| Reading text |
#####

Search code examples
rxgboost

The length of labels must equal to the number of rows in the input data


I don't know why I'm getting this error! My data training is a sparse matrix.

dim(training)
> 14407 161

dim(label.train)
> 14407 1

xgb.train <- xgb.DMatrix(data = training, label = label.train)
> Error in setinfo.xgb.DMatrix(dmat, names(p), p[[1]]) : 
The length of labels must equal to the number of rows in the input data

I have checked my data and:

  • label.train is a data.frame
  • training does not have all zero rows or columns
  • all values in training are numeric

PS. My data is huge so I can't post a reproducible code, just need tips for what might be wrong from those who have experienced this error.

#####

Position annotation listing:
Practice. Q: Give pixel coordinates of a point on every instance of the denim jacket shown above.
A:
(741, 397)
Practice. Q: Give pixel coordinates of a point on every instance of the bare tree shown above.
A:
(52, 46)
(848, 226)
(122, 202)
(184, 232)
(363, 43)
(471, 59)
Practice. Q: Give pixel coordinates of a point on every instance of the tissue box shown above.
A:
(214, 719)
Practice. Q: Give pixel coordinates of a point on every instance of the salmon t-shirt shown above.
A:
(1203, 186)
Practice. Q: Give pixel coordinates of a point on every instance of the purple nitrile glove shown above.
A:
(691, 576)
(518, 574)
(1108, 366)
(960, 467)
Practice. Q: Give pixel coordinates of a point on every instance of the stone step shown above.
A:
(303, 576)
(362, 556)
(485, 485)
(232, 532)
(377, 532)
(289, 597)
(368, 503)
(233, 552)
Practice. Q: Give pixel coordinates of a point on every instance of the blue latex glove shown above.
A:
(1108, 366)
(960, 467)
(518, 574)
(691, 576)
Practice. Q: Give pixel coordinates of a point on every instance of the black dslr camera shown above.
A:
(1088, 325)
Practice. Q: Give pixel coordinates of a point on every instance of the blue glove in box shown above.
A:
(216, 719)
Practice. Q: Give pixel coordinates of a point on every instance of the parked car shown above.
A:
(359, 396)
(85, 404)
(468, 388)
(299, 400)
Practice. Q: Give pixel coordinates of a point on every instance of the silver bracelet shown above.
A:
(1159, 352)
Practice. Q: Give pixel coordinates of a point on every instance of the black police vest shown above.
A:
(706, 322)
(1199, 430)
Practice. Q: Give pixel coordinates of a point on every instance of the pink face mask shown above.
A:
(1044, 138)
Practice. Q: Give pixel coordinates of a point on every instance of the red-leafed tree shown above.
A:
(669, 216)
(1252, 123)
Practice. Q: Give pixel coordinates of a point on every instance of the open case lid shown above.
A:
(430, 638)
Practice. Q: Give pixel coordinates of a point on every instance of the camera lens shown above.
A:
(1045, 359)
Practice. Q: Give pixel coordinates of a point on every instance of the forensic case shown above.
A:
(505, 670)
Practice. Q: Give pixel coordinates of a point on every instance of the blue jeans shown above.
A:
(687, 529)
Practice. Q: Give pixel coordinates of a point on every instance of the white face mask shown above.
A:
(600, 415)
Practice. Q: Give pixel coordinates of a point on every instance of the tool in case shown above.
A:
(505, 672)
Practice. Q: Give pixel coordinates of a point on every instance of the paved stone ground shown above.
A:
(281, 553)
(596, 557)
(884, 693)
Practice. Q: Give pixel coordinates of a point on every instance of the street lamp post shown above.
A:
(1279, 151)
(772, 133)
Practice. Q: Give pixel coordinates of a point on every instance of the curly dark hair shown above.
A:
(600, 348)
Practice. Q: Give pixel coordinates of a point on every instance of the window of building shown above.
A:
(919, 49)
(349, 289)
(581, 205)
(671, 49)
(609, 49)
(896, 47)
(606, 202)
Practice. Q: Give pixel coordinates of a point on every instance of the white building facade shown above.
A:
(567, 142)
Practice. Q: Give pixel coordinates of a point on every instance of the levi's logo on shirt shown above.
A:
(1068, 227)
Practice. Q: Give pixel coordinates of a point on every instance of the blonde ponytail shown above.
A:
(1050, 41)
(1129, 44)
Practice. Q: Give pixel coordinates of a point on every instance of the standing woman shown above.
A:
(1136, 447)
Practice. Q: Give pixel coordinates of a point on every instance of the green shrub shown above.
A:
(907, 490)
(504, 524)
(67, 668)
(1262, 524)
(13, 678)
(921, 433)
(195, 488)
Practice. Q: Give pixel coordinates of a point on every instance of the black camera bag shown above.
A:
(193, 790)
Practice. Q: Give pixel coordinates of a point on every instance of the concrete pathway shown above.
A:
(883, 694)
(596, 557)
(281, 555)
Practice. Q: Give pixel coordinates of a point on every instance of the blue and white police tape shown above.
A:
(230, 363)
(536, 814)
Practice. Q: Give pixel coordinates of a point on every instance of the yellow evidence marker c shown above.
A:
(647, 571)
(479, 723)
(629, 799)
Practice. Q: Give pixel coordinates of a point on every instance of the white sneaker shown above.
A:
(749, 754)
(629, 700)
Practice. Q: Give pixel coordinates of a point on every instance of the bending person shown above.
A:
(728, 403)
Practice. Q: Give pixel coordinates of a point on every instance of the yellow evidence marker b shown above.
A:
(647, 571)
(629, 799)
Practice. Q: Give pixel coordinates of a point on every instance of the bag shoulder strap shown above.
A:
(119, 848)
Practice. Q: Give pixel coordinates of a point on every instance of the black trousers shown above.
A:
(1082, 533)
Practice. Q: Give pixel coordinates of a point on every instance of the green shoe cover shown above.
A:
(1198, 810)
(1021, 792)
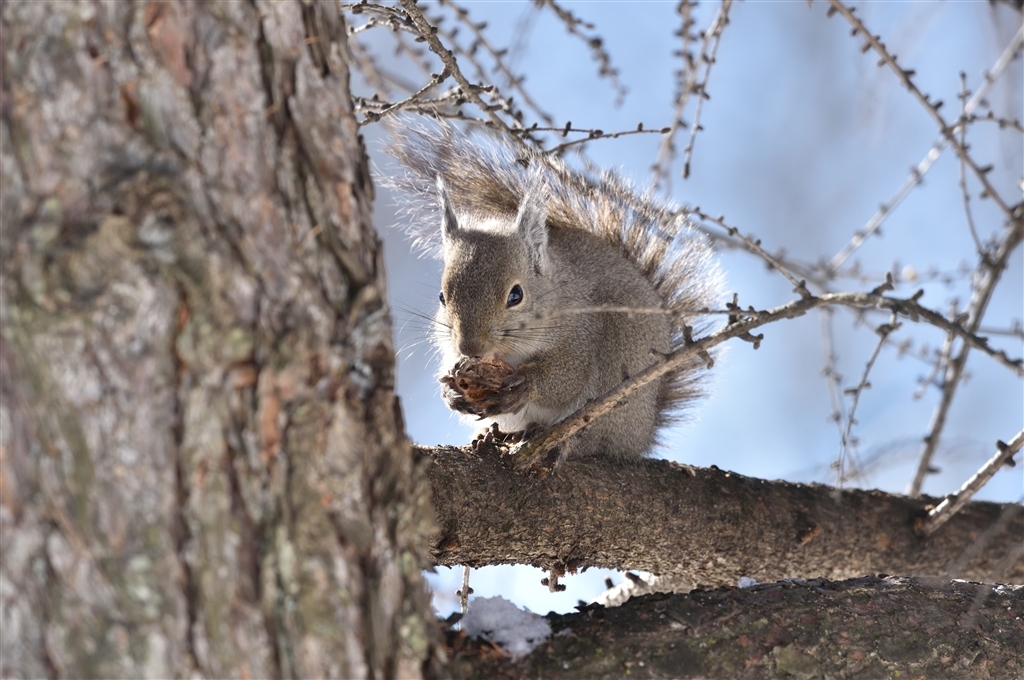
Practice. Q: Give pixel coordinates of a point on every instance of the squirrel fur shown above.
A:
(530, 248)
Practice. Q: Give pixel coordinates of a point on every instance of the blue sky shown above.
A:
(804, 136)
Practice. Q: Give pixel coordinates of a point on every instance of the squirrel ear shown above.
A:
(531, 223)
(450, 225)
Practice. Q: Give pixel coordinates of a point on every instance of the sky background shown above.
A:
(804, 137)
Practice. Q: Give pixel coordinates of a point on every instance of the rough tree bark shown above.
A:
(202, 463)
(863, 628)
(705, 526)
(204, 471)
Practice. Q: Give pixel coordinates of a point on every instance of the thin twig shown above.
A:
(429, 34)
(515, 82)
(919, 171)
(847, 441)
(721, 18)
(464, 591)
(594, 42)
(989, 270)
(963, 167)
(904, 76)
(687, 86)
(592, 135)
(952, 503)
(536, 449)
(834, 384)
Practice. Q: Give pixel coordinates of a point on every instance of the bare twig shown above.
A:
(592, 135)
(904, 76)
(687, 86)
(721, 18)
(536, 449)
(989, 271)
(834, 384)
(847, 441)
(429, 34)
(479, 39)
(464, 591)
(919, 171)
(752, 245)
(952, 503)
(963, 167)
(594, 42)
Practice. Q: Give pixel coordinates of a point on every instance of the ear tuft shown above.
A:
(450, 225)
(531, 222)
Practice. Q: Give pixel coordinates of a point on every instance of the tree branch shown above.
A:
(708, 525)
(869, 627)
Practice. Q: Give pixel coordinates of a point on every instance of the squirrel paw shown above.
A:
(509, 397)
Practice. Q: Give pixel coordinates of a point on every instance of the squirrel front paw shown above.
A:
(457, 400)
(509, 397)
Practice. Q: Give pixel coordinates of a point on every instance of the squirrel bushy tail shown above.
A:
(487, 178)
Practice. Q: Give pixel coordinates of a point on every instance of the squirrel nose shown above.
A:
(471, 344)
(471, 347)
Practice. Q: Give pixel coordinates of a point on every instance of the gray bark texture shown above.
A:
(204, 471)
(704, 526)
(868, 628)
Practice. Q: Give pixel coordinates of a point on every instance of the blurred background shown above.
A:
(803, 138)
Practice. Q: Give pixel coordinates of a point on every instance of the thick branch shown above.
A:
(708, 525)
(869, 627)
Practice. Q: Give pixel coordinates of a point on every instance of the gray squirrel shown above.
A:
(564, 275)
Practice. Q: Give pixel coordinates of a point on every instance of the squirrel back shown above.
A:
(493, 199)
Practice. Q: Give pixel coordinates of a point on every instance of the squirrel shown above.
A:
(534, 251)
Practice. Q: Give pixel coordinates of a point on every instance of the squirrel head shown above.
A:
(495, 280)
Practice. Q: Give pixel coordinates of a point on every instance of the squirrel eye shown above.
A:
(515, 296)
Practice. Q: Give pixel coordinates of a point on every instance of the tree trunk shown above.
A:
(204, 470)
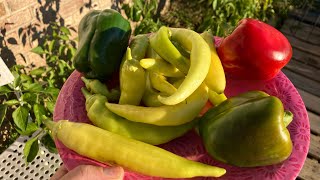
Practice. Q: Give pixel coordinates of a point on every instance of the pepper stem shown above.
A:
(85, 92)
(216, 98)
(287, 118)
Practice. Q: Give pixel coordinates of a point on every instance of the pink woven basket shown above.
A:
(71, 105)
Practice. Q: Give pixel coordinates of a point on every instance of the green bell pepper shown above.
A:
(247, 130)
(103, 39)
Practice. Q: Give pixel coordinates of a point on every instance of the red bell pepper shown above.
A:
(254, 51)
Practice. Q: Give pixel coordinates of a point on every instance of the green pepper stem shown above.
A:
(216, 98)
(287, 118)
(86, 81)
(85, 92)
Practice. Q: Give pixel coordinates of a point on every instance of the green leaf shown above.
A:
(30, 129)
(4, 90)
(25, 78)
(38, 50)
(34, 87)
(51, 45)
(48, 142)
(39, 71)
(50, 106)
(17, 79)
(3, 112)
(65, 30)
(12, 102)
(29, 97)
(39, 110)
(20, 117)
(31, 149)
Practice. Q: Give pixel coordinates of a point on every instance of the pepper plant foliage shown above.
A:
(221, 16)
(33, 94)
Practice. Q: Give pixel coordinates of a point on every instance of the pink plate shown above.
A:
(71, 105)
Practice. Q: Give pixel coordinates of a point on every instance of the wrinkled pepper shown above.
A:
(150, 96)
(160, 83)
(101, 117)
(166, 115)
(139, 46)
(132, 80)
(99, 88)
(215, 79)
(200, 59)
(161, 66)
(247, 130)
(103, 39)
(162, 45)
(107, 147)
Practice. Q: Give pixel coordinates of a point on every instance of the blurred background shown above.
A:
(38, 39)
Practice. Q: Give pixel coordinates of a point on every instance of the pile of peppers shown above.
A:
(165, 81)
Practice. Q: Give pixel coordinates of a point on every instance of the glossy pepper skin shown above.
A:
(103, 39)
(101, 117)
(247, 131)
(200, 59)
(107, 147)
(165, 115)
(254, 50)
(132, 80)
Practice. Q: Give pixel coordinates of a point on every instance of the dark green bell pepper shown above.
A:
(247, 130)
(103, 40)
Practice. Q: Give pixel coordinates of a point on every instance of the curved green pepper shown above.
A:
(100, 88)
(160, 83)
(160, 42)
(247, 131)
(200, 59)
(166, 115)
(101, 117)
(132, 80)
(160, 66)
(139, 46)
(103, 39)
(150, 96)
(107, 147)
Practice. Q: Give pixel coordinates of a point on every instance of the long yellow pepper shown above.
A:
(200, 59)
(107, 147)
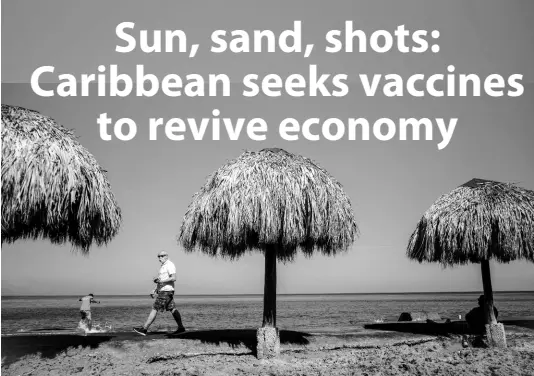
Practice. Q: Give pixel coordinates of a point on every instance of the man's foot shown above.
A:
(179, 330)
(141, 330)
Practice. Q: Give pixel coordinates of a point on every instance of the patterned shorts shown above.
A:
(164, 301)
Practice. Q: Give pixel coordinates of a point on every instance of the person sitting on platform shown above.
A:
(476, 317)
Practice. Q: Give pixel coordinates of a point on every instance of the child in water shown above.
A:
(85, 311)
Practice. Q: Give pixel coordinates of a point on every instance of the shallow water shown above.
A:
(311, 313)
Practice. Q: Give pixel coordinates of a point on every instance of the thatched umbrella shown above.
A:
(51, 185)
(479, 221)
(272, 201)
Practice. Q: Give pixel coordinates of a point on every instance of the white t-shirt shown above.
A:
(165, 271)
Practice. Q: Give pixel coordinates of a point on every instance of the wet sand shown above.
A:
(231, 352)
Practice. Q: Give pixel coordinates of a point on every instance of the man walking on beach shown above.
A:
(165, 292)
(85, 310)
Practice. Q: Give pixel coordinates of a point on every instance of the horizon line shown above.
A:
(311, 294)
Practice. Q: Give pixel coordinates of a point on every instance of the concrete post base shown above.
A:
(495, 335)
(268, 343)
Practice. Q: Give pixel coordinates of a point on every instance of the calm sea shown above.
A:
(312, 313)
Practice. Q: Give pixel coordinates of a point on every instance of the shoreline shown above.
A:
(232, 353)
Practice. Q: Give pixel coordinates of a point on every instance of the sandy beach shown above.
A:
(231, 352)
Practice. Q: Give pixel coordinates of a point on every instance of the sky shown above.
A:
(390, 183)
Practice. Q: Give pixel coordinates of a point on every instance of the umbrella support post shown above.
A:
(494, 331)
(268, 336)
(268, 343)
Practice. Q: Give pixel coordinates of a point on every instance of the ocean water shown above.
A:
(310, 313)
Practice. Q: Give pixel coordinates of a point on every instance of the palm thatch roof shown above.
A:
(52, 187)
(267, 198)
(480, 220)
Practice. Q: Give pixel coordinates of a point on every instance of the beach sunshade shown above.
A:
(274, 202)
(479, 221)
(52, 187)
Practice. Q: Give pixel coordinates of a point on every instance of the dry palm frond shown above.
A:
(269, 198)
(52, 187)
(480, 220)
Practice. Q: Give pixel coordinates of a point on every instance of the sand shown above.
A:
(231, 353)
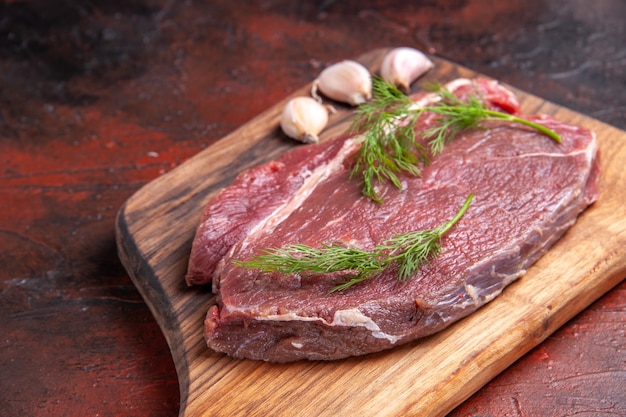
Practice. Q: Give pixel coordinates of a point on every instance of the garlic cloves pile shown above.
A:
(402, 66)
(346, 81)
(303, 118)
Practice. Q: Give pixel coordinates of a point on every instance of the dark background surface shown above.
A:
(99, 97)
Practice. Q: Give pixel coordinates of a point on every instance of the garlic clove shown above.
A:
(303, 119)
(346, 81)
(402, 66)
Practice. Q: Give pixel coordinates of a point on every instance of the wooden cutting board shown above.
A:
(430, 377)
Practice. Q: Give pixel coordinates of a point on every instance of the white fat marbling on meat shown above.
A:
(313, 179)
(350, 318)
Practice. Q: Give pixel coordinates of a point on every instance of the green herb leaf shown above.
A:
(408, 251)
(387, 123)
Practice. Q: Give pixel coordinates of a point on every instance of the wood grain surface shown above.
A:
(430, 377)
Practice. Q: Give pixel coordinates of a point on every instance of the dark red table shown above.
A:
(100, 97)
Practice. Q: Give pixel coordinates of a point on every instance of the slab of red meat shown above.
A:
(528, 191)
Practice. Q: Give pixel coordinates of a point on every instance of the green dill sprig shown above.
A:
(387, 123)
(408, 251)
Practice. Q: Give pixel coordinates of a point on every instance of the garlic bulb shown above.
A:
(346, 81)
(402, 66)
(303, 119)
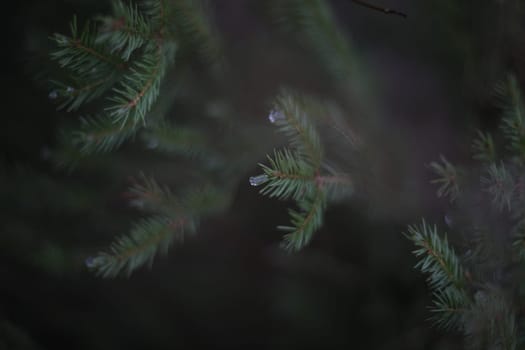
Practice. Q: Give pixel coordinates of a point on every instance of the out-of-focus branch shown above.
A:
(386, 10)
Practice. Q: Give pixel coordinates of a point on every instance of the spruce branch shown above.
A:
(438, 259)
(100, 134)
(446, 276)
(290, 116)
(192, 22)
(447, 179)
(175, 216)
(175, 139)
(146, 194)
(79, 92)
(288, 176)
(304, 222)
(449, 309)
(513, 120)
(483, 148)
(499, 182)
(138, 89)
(147, 238)
(385, 10)
(125, 31)
(298, 172)
(81, 54)
(315, 22)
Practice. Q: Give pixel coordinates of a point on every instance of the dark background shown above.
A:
(231, 285)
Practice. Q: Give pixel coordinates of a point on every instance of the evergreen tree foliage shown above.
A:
(118, 62)
(299, 172)
(474, 291)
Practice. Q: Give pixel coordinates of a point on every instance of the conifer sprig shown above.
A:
(192, 21)
(304, 222)
(446, 276)
(314, 22)
(138, 90)
(174, 217)
(100, 134)
(176, 139)
(513, 119)
(483, 148)
(298, 172)
(81, 54)
(447, 179)
(499, 182)
(148, 238)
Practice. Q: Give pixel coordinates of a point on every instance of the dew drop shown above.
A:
(90, 262)
(152, 144)
(53, 95)
(275, 116)
(258, 180)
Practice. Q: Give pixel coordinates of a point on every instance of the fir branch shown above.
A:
(288, 176)
(193, 24)
(146, 194)
(139, 88)
(314, 21)
(438, 259)
(483, 148)
(81, 54)
(101, 134)
(291, 118)
(447, 178)
(304, 222)
(446, 276)
(179, 140)
(500, 184)
(125, 31)
(73, 96)
(385, 10)
(147, 238)
(449, 308)
(491, 321)
(513, 121)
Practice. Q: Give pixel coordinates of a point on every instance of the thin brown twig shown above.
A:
(385, 10)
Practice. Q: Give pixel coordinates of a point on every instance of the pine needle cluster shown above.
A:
(299, 171)
(479, 292)
(118, 63)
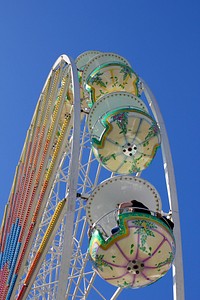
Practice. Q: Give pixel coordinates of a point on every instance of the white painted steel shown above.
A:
(66, 272)
(177, 269)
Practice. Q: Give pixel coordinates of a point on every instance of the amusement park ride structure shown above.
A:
(96, 127)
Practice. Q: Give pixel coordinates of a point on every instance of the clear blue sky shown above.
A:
(161, 39)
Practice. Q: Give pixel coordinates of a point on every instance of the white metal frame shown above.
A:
(64, 271)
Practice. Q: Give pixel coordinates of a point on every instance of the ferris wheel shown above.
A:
(80, 211)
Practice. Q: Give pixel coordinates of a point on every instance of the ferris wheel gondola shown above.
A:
(90, 139)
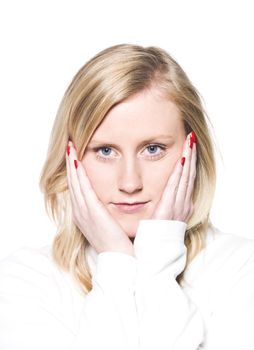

#####

| Written task 1 |
In the forum thread, what kind of object does the poster say label.train is?
| Written task 2 |
Pull out every line of the listing that contains the word "stone".

| Exercise result 1 |
A data.frame.

| Exercise result 2 |
Practice. Q: Give pixel coordinates of a point on every instance of the stone step shown above.
Practice. Q: Give pixel coordinates of a point on every instance of the paved stone ground shown above.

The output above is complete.